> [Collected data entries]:

⟨

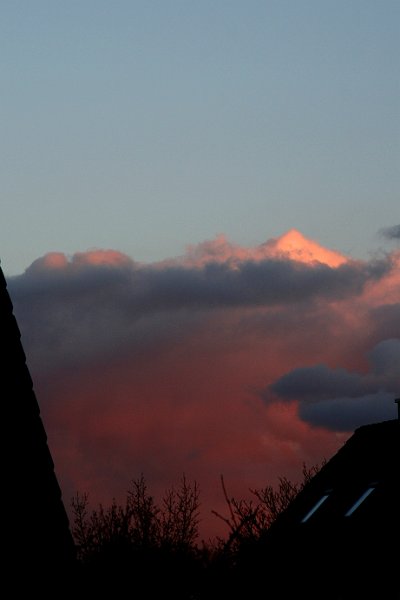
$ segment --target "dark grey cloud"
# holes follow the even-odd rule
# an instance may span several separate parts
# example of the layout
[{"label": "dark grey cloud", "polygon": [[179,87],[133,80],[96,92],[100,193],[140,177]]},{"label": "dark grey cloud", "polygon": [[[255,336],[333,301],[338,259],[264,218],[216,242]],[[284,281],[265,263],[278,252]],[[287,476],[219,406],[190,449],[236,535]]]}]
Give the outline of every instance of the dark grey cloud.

⟩

> [Task item]:
Extract exactly the lines between the line containing "# example of the layout" and the end of the data, including both.

> [Response to this task]:
# example of the layout
[{"label": "dark grey cloud", "polygon": [[179,87],[133,80],[96,92],[100,193],[140,177]]},{"label": "dark grey cloud", "polygon": [[[255,336],[333,301],[338,259],[264,218],[216,242]],[[284,281],[265,263],[278,252]],[[287,476],[219,406],[190,449],[236,535]]]}]
Give the outline of every instance of the dark grey cloud.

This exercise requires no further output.